WORK TO DO
Repeat word for word everything in the forum thread about dreaming of tortoises from "I just woke" down to "nightmares or dreams?".

# Does anyone dream about their tortoises?



## mercurysmom (Sep 13, 2012)

I just woke up from a nightmare involving squished tortoises and a LOT of pyramiding. One of the tortoises I saw had pyramids in the shape of a square. 

Does anyone else worry about their tortoises through nightmares or dreams?
Or is my subconscious just pathetically obsessed?


----------



## Madkins007 (Sep 13, 2012)

Odd you should mention it. It has been cold at night here so the torts have been inside then, and a couple nights ago they were the focus of what I remember of my dreams. Something about lots of rain, but it was before we had a good rain last night.


----------



## shellysmom (Sep 13, 2012)

Guilty. My dreams usually involve worrying about them. However, soon after we moved to Florida, my husband had a dream that our box turtle, Baggy Pants, was a slumlord for all the lizards who lived in our back yard, and he drove around on a little golf cart yelling, "your rent is due!"


----------



## mattgrizzlybear (Sep 13, 2012)

Dataset entries:
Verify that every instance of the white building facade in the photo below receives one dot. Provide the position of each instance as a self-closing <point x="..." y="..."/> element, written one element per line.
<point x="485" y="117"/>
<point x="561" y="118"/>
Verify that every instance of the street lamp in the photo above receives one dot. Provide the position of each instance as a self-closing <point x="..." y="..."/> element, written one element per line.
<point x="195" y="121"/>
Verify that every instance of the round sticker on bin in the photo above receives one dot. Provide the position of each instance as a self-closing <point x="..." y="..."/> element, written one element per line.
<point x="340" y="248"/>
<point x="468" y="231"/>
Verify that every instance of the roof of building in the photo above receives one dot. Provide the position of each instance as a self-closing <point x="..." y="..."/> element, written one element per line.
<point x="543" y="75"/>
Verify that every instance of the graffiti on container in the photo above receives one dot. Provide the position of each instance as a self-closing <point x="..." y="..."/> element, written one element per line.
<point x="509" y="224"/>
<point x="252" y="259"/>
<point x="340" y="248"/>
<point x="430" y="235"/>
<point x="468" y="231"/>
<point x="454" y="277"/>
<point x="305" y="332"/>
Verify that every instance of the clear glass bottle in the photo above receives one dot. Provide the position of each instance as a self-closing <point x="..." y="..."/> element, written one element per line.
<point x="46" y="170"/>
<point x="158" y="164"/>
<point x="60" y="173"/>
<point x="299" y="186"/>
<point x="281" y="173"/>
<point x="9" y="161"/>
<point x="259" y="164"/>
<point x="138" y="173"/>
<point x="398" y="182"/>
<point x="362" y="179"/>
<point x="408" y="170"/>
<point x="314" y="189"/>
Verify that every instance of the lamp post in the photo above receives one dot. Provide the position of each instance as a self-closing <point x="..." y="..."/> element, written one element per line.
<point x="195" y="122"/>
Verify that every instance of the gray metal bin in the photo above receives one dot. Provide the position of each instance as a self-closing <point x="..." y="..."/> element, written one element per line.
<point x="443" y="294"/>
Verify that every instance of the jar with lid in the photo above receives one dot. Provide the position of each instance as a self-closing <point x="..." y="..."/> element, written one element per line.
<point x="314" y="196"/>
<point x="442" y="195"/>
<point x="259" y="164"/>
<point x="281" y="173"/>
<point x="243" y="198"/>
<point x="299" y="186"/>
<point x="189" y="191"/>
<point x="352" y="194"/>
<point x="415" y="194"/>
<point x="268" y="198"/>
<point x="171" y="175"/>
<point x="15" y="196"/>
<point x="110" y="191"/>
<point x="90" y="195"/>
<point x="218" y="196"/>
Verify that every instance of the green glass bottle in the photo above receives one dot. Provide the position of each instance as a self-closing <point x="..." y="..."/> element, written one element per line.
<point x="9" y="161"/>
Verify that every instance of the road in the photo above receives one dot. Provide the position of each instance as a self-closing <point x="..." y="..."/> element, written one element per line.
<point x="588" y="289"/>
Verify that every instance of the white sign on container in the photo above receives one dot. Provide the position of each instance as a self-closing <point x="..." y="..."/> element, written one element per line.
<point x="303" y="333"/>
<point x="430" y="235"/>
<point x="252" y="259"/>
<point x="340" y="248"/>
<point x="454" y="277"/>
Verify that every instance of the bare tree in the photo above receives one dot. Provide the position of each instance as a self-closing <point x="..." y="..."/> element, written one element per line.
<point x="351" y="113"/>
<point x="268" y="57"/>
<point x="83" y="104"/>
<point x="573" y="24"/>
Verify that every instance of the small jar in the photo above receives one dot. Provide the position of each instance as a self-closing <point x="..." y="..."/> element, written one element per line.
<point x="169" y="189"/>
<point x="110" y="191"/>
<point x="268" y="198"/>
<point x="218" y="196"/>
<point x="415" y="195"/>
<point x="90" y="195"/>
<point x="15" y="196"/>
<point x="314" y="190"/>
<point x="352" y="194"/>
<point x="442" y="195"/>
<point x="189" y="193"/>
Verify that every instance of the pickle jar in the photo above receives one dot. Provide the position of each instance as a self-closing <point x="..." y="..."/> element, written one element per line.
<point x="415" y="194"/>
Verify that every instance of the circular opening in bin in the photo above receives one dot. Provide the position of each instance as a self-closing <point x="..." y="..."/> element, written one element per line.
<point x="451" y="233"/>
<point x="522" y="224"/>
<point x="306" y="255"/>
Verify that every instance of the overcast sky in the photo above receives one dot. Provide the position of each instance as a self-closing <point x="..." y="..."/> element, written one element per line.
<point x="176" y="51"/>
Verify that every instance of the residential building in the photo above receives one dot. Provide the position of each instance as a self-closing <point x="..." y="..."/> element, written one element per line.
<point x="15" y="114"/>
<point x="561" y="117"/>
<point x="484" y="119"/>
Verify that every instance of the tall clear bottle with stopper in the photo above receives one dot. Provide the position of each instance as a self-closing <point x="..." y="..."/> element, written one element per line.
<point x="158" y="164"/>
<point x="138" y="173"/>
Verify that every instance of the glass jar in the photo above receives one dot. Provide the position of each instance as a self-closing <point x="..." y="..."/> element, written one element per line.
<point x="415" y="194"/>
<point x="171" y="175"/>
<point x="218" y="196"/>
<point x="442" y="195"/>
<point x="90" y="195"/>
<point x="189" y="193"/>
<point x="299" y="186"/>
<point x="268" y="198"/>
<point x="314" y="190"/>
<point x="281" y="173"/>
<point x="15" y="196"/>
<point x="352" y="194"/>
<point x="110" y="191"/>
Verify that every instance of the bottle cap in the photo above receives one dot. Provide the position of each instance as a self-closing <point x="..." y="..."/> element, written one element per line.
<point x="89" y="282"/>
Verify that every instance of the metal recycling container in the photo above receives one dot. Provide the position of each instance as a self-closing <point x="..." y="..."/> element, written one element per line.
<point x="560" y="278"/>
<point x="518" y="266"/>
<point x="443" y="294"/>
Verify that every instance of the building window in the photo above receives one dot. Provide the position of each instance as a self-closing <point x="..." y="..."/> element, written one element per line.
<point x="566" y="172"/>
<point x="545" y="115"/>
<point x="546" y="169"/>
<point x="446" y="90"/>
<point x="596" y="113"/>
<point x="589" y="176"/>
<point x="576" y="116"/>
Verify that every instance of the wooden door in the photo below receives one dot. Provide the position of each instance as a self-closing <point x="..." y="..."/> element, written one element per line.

EXPECTED ANSWER
I just woke up from a nightmare involving squished tortoises and a LOT of pyramiding. One of the tortoises I saw had pyramids in the shape of a square. 

Does anyone else worry about their tortoises through nightmares or dreams?